- [Raw data]
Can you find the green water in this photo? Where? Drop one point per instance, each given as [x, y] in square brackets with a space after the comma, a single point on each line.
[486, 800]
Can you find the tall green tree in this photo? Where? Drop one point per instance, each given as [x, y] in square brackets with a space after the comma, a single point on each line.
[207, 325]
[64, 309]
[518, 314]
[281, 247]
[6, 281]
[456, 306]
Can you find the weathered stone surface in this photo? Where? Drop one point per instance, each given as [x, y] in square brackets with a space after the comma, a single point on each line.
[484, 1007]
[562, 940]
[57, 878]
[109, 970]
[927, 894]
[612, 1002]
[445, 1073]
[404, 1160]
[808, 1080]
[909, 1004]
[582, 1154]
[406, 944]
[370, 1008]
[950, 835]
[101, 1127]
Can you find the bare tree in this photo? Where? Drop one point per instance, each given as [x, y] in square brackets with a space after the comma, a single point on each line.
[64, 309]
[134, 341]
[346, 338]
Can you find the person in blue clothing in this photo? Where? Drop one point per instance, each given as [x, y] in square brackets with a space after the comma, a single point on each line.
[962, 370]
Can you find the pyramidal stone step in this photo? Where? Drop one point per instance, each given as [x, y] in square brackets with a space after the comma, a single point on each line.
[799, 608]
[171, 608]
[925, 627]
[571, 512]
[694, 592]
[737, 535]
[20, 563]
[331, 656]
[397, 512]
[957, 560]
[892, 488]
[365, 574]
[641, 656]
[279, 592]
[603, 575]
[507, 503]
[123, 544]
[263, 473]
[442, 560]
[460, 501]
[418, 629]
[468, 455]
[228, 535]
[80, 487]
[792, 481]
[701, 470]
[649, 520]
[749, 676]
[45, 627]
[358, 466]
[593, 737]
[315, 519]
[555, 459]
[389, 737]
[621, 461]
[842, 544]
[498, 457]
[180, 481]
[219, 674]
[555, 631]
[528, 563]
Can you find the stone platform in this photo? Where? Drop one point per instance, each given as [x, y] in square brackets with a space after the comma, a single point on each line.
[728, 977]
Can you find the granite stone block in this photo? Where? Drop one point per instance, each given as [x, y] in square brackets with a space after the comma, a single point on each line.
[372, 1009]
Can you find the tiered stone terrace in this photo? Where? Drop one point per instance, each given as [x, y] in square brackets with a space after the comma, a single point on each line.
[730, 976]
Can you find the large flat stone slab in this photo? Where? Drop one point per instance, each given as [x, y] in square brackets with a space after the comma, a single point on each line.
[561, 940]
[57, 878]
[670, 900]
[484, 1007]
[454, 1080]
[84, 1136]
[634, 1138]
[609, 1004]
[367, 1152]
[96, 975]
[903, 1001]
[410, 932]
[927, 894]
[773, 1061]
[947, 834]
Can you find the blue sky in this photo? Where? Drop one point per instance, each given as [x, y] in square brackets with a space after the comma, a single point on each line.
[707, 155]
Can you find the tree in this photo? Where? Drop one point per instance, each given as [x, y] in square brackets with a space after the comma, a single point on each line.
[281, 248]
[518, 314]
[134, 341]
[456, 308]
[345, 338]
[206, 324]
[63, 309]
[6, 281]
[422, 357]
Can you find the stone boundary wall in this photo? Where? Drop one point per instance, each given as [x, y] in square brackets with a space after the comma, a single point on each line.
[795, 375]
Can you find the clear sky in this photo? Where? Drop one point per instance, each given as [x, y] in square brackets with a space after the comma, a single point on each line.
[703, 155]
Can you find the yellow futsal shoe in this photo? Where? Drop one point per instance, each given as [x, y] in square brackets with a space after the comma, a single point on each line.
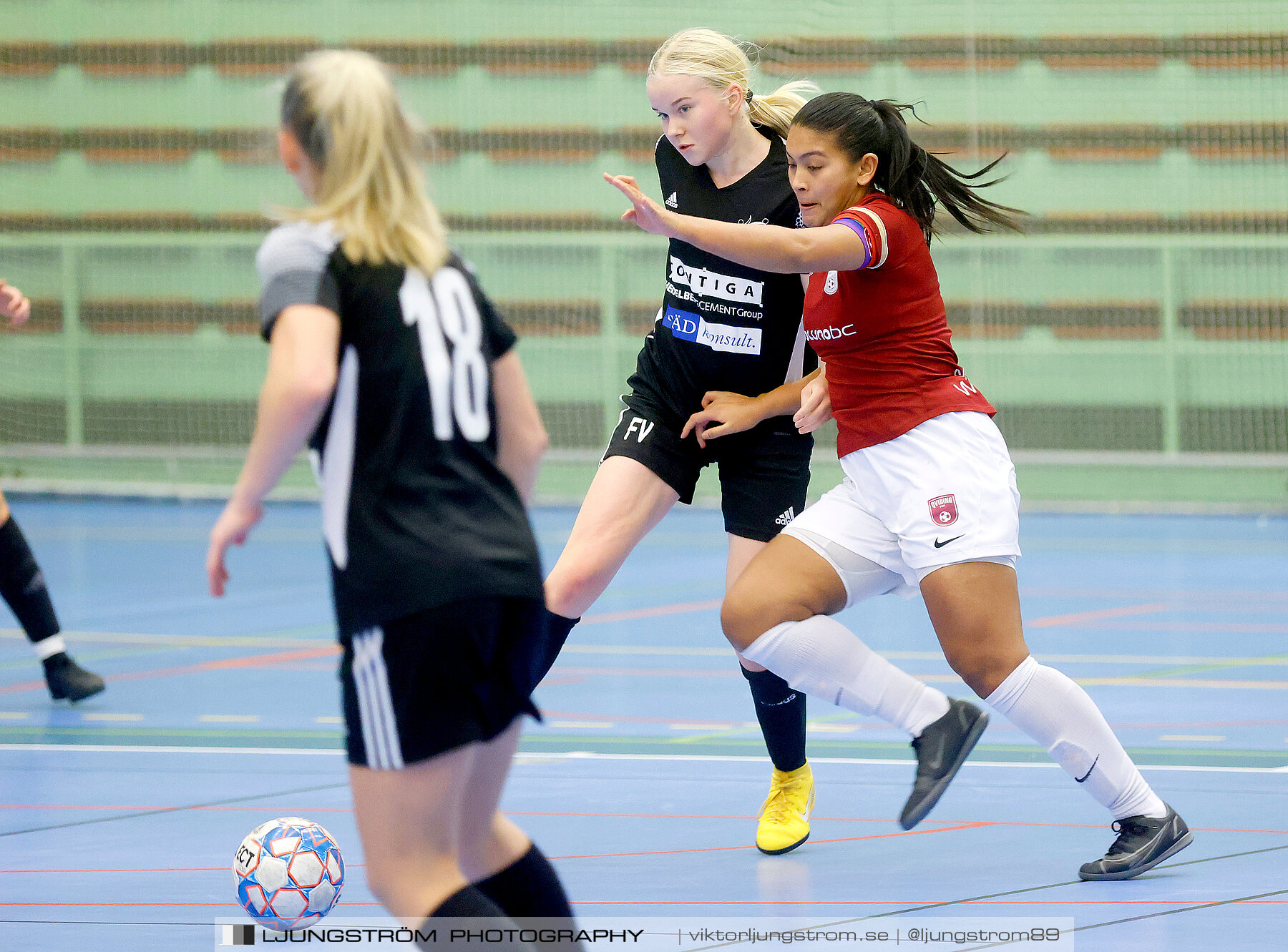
[785, 815]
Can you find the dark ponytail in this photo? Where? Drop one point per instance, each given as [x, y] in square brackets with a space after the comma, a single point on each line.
[912, 178]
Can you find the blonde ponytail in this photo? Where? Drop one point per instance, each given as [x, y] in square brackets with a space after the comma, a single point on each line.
[719, 61]
[344, 112]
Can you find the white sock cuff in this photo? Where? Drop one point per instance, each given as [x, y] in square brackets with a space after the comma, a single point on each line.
[1004, 699]
[48, 647]
[764, 646]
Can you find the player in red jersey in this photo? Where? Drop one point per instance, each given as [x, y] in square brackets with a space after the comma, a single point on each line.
[929, 500]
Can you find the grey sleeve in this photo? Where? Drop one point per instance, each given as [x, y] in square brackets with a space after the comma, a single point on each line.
[294, 268]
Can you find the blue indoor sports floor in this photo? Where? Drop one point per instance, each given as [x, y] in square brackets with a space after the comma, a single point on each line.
[119, 817]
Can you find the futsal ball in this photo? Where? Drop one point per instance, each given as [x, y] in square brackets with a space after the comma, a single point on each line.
[288, 874]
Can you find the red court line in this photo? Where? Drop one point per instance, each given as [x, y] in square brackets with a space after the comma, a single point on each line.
[719, 849]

- [Request] Leave out the pictures and give the rest of the records again exactly.

- [Task output]
Can you find the green water in this photo? Where? Drop one point per instance, each given as [x, y] in square brackets with a space after the comma, a single point on each line.
[486, 800]
Can you find the tall green tree in this photo? Where? Drop one point per instance, each given as [x, y] in square brackets with a space after the comma, a single point on each line.
[207, 325]
[64, 309]
[518, 314]
[281, 247]
[6, 281]
[456, 306]
Can you find the weathered stone surface in this photo? Where? Drop one point per instance, each given as [x, y] in square brackets with a space after the comma, a single point on each line.
[484, 1007]
[562, 940]
[57, 878]
[109, 970]
[927, 894]
[612, 1002]
[445, 1073]
[404, 1160]
[808, 1080]
[909, 1004]
[582, 1154]
[406, 944]
[370, 1008]
[950, 835]
[101, 1127]
Can you find the bare tree in this photo? Where? Drop one point per instance, each given as [x, y] in square brackets with a space after the comma, a single point on each line.
[64, 309]
[134, 341]
[346, 338]
Can you find the person in blue clothing in this photo? Where? Drop one point per instance, each given as [x, y] in square brackets with a space after the comma, a single point on each line.
[962, 370]
Can you find the pyramidal stone step in this photo? Where? Drop one point per instance, each given as [x, y] in square brackets with a space after the comma, a single point on each line.
[799, 608]
[171, 608]
[925, 627]
[571, 512]
[694, 592]
[737, 535]
[20, 563]
[331, 656]
[397, 512]
[957, 560]
[892, 488]
[365, 574]
[641, 656]
[279, 592]
[603, 575]
[507, 503]
[123, 544]
[263, 473]
[442, 560]
[460, 501]
[418, 629]
[468, 455]
[228, 535]
[80, 487]
[792, 481]
[701, 470]
[649, 520]
[749, 676]
[45, 627]
[358, 466]
[593, 737]
[315, 519]
[555, 459]
[389, 737]
[621, 461]
[842, 544]
[498, 457]
[180, 481]
[219, 674]
[555, 631]
[528, 563]
Can you find the stone platform in this photo? Where? Drop one point per instance, each given as [x, y] in square brackets with a space after the comma, a single point on each line.
[728, 977]
Can you find the granite stone block in this photo? Where? Drop one point per instance, each given as [x, y] in square brackets with a space after the comma, a single point on each line.
[372, 1009]
Can you find the tiered stone terrace in this photo? Where? Drop one point per instance, each given as [x, y] in square brackets with a space after the comma, a single point on each line.
[730, 976]
Can you find the large flat stone slab in this photo? Where? Drop one point per instance, each given as [x, y] in square brackets with a space after the comma, a single point on each line.
[561, 940]
[57, 878]
[670, 900]
[484, 1007]
[454, 1080]
[84, 1136]
[634, 1138]
[609, 1004]
[367, 1152]
[96, 975]
[903, 1001]
[410, 932]
[927, 894]
[773, 1061]
[947, 834]
Can you find the blue sky in this photo? Where? Drop one point per instance, each given as [x, y] in square brackets with a space after the comma, a single point on each line.
[707, 155]
Can you find the tree in this photo? Where? Drop one point per instance, each given as [x, y] in square brackets with a space after the comma, a single point on each line.
[281, 248]
[518, 314]
[134, 341]
[456, 308]
[345, 338]
[206, 324]
[63, 309]
[6, 281]
[422, 357]
Can you find the stone boundary wall in this photo? Where? Drop one point per instance, each given as [x, y] in square brackets with a space after the comma, a single point on each line.
[795, 375]
Can you find the clear sky in this photo? Where? Drop one point per instance, each given as [x, y] in square brackets with a space after the comma, a single point on each line.
[703, 155]
Can you find the yellow futsal shoe in this photo? Where? Drop one point per instance, each given as [x, y] in square brackets with a space after the comma, a single point on each line.
[785, 815]
Can you find the dark ponytail in this photo? Where? Drop one point per instance, each given as [x, y] in square brackets with a space after the comma, a single point on each line.
[912, 178]
Can you find the blonde ponytail in this photo? Where? Drop one point per instance, each given as [x, y] in square brackets with a space after the comma, a single point on each line.
[719, 61]
[344, 112]
Can you find the white sock cuff in this photo? Where? Drop one point per instance, each given as [x, y] in square brackets with a space after the comma, a single point on each line.
[1004, 699]
[48, 647]
[764, 646]
Can you find the player in red jersey in this photo? Where? Drop one point per instance, each given as [x, y] in square brackets with a space after the comma, a single point on each line.
[929, 500]
Can you find the grey sleeve in this photo? Where? Drop one point per instance, each given as [x, y] in square brackets with a space after the comma, a single point on each line.
[294, 268]
Can you find the blue indoor sports floor in this photo? Where? Drop one point per instance, each given as [x, y] in square brackets with a space after the comma, a single point on each line.
[119, 817]
Can you find the futsal ball in this photo? Where? Drop one point per instance, each given as [x, y] in square brackets with a space after the comma, a single point on each line.
[288, 874]
Can you find the red court line in this photo? Where? Drop one point per instance, each given as [x, y] in square brackets with a space after the comma, a single point on each line.
[719, 849]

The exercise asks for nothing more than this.